(Records from a collection)
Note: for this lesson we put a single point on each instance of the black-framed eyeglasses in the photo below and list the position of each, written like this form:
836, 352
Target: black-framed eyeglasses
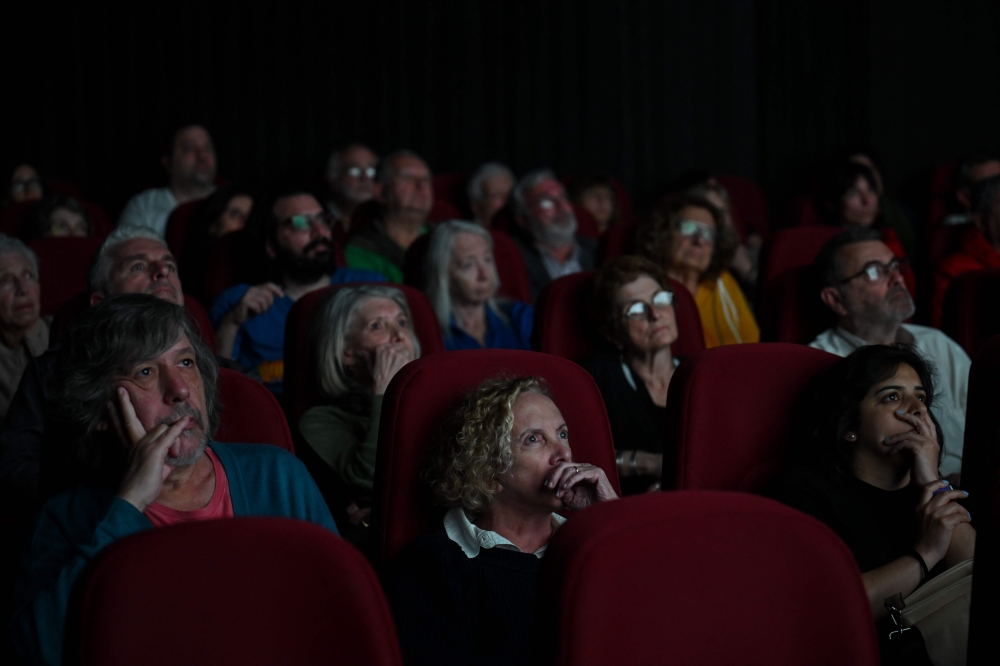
876, 271
303, 221
639, 310
357, 172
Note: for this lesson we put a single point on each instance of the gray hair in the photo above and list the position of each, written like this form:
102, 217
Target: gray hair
108, 340
486, 172
332, 328
439, 261
528, 182
387, 167
10, 245
99, 274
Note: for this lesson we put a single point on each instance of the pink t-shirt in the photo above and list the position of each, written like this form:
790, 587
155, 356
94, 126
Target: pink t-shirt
220, 506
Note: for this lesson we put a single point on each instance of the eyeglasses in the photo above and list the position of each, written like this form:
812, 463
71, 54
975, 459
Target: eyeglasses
640, 310
876, 271
357, 172
694, 229
303, 222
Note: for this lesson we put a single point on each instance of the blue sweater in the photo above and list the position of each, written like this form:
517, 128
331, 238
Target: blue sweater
75, 526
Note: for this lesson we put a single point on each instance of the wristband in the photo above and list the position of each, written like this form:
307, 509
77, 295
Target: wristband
923, 565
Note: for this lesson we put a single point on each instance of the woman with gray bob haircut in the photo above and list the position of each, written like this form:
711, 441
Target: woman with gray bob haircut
462, 283
362, 337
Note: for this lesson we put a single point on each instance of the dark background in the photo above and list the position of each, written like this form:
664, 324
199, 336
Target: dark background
642, 89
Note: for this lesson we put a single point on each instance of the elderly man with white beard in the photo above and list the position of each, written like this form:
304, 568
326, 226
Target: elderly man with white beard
863, 286
549, 244
136, 396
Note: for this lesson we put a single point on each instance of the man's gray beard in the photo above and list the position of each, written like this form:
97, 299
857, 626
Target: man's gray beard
558, 234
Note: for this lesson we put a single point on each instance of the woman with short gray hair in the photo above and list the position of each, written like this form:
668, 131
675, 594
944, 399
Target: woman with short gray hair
362, 337
462, 283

- _EXERCISE AIM_: Reproduce every entry above line for line without changing any wording, and omit the pictures.

- _FULL RESPONSE_:
Note: for this lesson we put a single point on each instance of the black-framed eyeglasses in the photo below and list the position of each, written like this form:
836, 352
Target: black-framed eyeglasses
876, 271
303, 221
639, 310
357, 172
Note: for this lesson we put a single point on each instance of the gray hair in the photo above and list the position of each, written like this form:
102, 217
Target: gray hair
108, 340
486, 172
332, 328
439, 261
528, 182
387, 167
10, 245
99, 274
Note: for this lesson we put a single point on each instance of the pink t-shirt in the photo above and list the position of each, written like this form:
790, 587
155, 356
94, 126
Target: pink t-shirt
220, 506
Note: for this lesson we put a single point on each instance of the eyeglasses in the photo above and list the position of each, written like this form:
812, 463
71, 54
975, 459
Target: eyeglasses
640, 310
876, 271
357, 172
694, 229
303, 222
Note: for this lesson we put a single point on each instance of the blue sweater in the photo above and list the position of each, written like this form:
517, 128
331, 238
Target: blue sweater
75, 526
Note: for this lesson we put a single point on each instance of the wristband in the photo above and list the position of each, written like this form:
307, 509
77, 295
Target: wristband
923, 565
Note: for this lesson we put a single point on each instance of the woman with gray bob haircut in the photo above and list the position of each, written like this form:
711, 441
Target: woman with gray bob haircut
462, 283
362, 337
Note: for this lesson we put a single point on each instance of the dark background in the photo above and list the position of each, written like this form:
664, 324
199, 336
Target: dark background
642, 89
Note: for this lesson we put a single point on each instance of the elderly man with white beard in the photo above and list the position of each, written like this form:
304, 568
326, 226
Target: elderly man with white beard
863, 286
549, 244
136, 396
Note: for this lesson we put a single point on each instance of the man's gray beard in the photo above and list the position of each, written like this form:
97, 299
857, 626
Target: man's gray beard
558, 234
Note: for this lesson we put a single point on each instance of the woman with short gray hair in the photo above and list the position of each, written like this form:
668, 131
675, 594
944, 399
Target: woman with short gray hair
362, 337
462, 283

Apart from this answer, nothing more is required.